## Given exercise
Copy every line of the data below word for word.

------ Data to use

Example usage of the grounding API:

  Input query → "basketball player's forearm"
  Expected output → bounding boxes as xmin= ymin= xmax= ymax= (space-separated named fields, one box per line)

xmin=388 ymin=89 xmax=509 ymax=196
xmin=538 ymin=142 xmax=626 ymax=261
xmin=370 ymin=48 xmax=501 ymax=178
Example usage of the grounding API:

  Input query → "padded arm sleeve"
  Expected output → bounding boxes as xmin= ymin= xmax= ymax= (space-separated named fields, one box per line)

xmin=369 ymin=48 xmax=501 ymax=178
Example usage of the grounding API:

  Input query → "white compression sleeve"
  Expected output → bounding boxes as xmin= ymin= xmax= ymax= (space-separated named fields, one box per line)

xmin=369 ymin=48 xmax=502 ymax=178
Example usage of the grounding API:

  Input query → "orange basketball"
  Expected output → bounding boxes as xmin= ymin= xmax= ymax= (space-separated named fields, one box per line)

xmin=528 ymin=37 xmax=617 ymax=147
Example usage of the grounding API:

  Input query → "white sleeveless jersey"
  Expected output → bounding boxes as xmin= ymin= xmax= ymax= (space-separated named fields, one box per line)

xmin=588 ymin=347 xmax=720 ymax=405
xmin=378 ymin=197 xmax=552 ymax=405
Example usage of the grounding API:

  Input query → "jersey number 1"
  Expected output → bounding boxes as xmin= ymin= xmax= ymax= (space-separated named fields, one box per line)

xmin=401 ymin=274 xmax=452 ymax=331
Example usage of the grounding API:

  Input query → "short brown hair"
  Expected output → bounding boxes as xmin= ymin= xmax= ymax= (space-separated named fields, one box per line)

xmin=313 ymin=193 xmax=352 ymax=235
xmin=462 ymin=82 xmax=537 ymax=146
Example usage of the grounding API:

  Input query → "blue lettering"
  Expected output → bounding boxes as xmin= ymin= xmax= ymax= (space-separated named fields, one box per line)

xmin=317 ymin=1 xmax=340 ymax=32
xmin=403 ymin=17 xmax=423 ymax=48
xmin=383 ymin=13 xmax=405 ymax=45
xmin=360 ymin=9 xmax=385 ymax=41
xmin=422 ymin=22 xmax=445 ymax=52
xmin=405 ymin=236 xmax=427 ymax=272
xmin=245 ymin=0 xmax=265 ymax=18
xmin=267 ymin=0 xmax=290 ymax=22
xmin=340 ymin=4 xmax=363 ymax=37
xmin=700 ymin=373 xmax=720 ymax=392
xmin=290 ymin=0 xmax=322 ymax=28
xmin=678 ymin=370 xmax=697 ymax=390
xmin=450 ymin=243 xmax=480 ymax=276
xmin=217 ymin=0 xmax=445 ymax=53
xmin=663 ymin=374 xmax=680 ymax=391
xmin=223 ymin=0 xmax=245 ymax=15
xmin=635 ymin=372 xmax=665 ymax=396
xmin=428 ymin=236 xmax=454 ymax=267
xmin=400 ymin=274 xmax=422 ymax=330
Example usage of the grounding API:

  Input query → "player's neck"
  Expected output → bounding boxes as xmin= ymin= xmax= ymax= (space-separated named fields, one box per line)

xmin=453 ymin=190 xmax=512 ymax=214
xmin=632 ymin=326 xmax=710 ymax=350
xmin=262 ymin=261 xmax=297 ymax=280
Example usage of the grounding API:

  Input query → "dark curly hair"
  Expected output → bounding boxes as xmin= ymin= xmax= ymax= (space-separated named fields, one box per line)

------------

## Solution below
Example usage of the grounding API:

  Input query → "basketball player's forearm"
  Expected output → bounding boxes as xmin= ymin= xmax= ymax= (space-separated named fields, one box per line)

xmin=388 ymin=89 xmax=509 ymax=196
xmin=538 ymin=142 xmax=626 ymax=261
xmin=370 ymin=48 xmax=501 ymax=178
Example usage of the grounding API:

  Input query → "padded arm sleeve"
  Expected output → bounding boxes as xmin= ymin= xmax= ymax= (space-separated named fields, one box per line)

xmin=369 ymin=48 xmax=501 ymax=178
Example usage of the grounding API:

  Input query → "white compression sleeve"
  Expected output → bounding boxes as xmin= ymin= xmax= ymax= (space-separated named fields, one box per line)

xmin=369 ymin=48 xmax=502 ymax=178
Example usage of the grounding API:

  Input query → "orange basketball"
  Expected output → bounding boxes as xmin= ymin= xmax= ymax= (space-separated named fields, one box per line)

xmin=528 ymin=37 xmax=617 ymax=147
Example usage of the grounding API:

  Input query → "white sleeveless jersey"
  Expected output → bounding boxes as xmin= ymin= xmax= ymax= (space-separated named fields, one box per line)

xmin=588 ymin=347 xmax=720 ymax=405
xmin=378 ymin=197 xmax=552 ymax=405
Example usage of the grounding API:

  Input query → "jersey number 1"
  Expected output → bounding boxes as xmin= ymin= xmax= ymax= (space-separated named fields, one box per line)

xmin=401 ymin=274 xmax=452 ymax=331
Example usage of the grounding API:

  Input query → "short brown hair"
  Expected output → bounding boxes as xmin= ymin= xmax= ymax= (space-separated named fields, one box per line)

xmin=313 ymin=193 xmax=352 ymax=235
xmin=462 ymin=82 xmax=537 ymax=146
Example usage of the grounding API:

  Input query → "blue lettering"
  Expected output → bounding boxes as xmin= ymin= xmax= ymax= (space-separated named fields, one box per line)

xmin=317 ymin=1 xmax=340 ymax=32
xmin=403 ymin=17 xmax=423 ymax=48
xmin=383 ymin=13 xmax=405 ymax=45
xmin=360 ymin=9 xmax=385 ymax=41
xmin=422 ymin=22 xmax=445 ymax=52
xmin=405 ymin=236 xmax=427 ymax=272
xmin=245 ymin=0 xmax=265 ymax=18
xmin=267 ymin=0 xmax=290 ymax=22
xmin=340 ymin=4 xmax=363 ymax=37
xmin=700 ymin=373 xmax=720 ymax=392
xmin=290 ymin=0 xmax=322 ymax=28
xmin=678 ymin=370 xmax=697 ymax=390
xmin=450 ymin=243 xmax=480 ymax=276
xmin=217 ymin=0 xmax=445 ymax=53
xmin=663 ymin=374 xmax=680 ymax=391
xmin=223 ymin=0 xmax=245 ymax=15
xmin=635 ymin=372 xmax=665 ymax=396
xmin=428 ymin=236 xmax=454 ymax=267
xmin=400 ymin=274 xmax=422 ymax=330
Example usage of the grounding API:

  Input query → "player's neck"
  Expected output → bounding boxes as xmin= ymin= xmax= ymax= (space-separated named fields, one box per line)

xmin=453 ymin=190 xmax=512 ymax=214
xmin=632 ymin=326 xmax=710 ymax=350
xmin=262 ymin=261 xmax=297 ymax=280
Example usage of the grounding API:

  Input query → "dark curly hair"
  Expected output → bounding boxes as xmin= ymin= xmax= ymax= (space-separated named fields, one box per line)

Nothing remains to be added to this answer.